What needs to be done >>
Edit the lines from the one containing "Note: pick out every instance of the pale" through the end of the records, replacing "pale dry leaf" with "faded dry leaf" and leaving all else unchanged. Give only those lines.

Recorded information >>
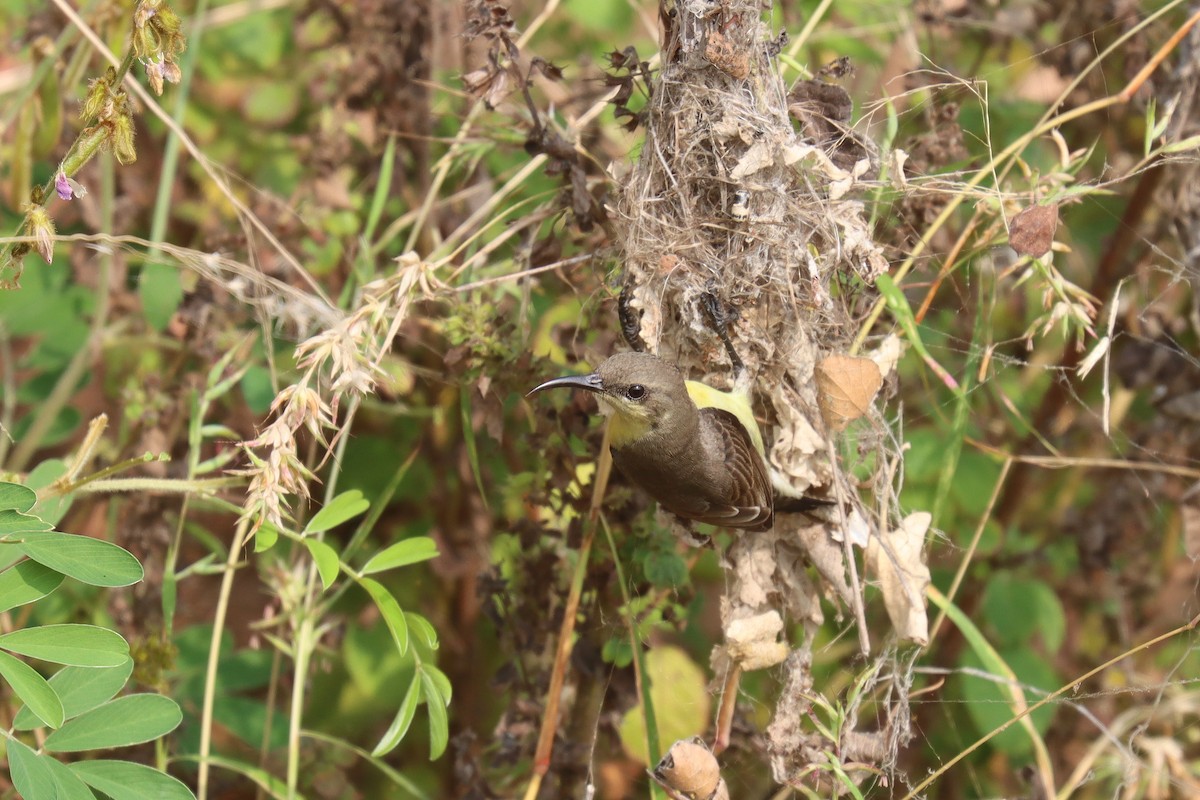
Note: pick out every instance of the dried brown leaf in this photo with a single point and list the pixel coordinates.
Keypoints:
(847, 385)
(899, 565)
(1031, 232)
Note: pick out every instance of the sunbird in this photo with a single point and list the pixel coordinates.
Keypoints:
(694, 449)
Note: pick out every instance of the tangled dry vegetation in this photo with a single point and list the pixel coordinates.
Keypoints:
(729, 198)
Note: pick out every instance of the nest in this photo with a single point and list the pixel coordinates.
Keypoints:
(729, 199)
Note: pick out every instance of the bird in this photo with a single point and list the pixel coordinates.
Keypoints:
(694, 449)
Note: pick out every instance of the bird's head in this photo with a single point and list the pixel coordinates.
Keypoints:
(640, 391)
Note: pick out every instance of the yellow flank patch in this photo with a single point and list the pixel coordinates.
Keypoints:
(737, 404)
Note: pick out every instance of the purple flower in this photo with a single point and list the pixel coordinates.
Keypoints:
(67, 187)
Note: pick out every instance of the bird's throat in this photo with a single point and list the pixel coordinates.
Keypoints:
(625, 428)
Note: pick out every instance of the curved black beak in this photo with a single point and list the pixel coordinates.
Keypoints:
(591, 383)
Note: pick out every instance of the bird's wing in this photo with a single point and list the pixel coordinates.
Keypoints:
(750, 493)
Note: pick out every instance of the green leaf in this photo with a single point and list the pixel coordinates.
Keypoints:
(16, 497)
(665, 570)
(27, 582)
(678, 696)
(83, 645)
(989, 702)
(265, 537)
(13, 523)
(345, 506)
(327, 560)
(161, 292)
(425, 631)
(130, 781)
(30, 774)
(391, 612)
(70, 786)
(125, 721)
(81, 689)
(268, 782)
(411, 551)
(439, 722)
(34, 690)
(395, 733)
(1019, 608)
(85, 559)
(51, 507)
(439, 680)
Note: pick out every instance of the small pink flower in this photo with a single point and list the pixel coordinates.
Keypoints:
(67, 187)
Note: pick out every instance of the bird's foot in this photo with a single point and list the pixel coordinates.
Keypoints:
(630, 320)
(719, 317)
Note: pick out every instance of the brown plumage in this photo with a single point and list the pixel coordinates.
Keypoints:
(699, 463)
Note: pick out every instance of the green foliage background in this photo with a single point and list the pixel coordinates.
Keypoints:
(345, 131)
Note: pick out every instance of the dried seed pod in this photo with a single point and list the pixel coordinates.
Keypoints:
(690, 769)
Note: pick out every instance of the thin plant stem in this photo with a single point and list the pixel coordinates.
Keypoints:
(220, 614)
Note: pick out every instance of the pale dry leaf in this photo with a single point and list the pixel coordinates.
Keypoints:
(899, 179)
(827, 557)
(754, 559)
(689, 768)
(1031, 232)
(846, 386)
(899, 565)
(753, 642)
(795, 453)
(1191, 515)
(760, 156)
(887, 355)
(802, 601)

Result below >>
Note: pick out every instance of the faded dry leaf in this photo with a single point and list the pixel coordinates.
Keypoints:
(899, 179)
(827, 557)
(754, 559)
(689, 768)
(1031, 232)
(846, 386)
(899, 565)
(753, 642)
(795, 453)
(1191, 515)
(760, 156)
(887, 355)
(802, 601)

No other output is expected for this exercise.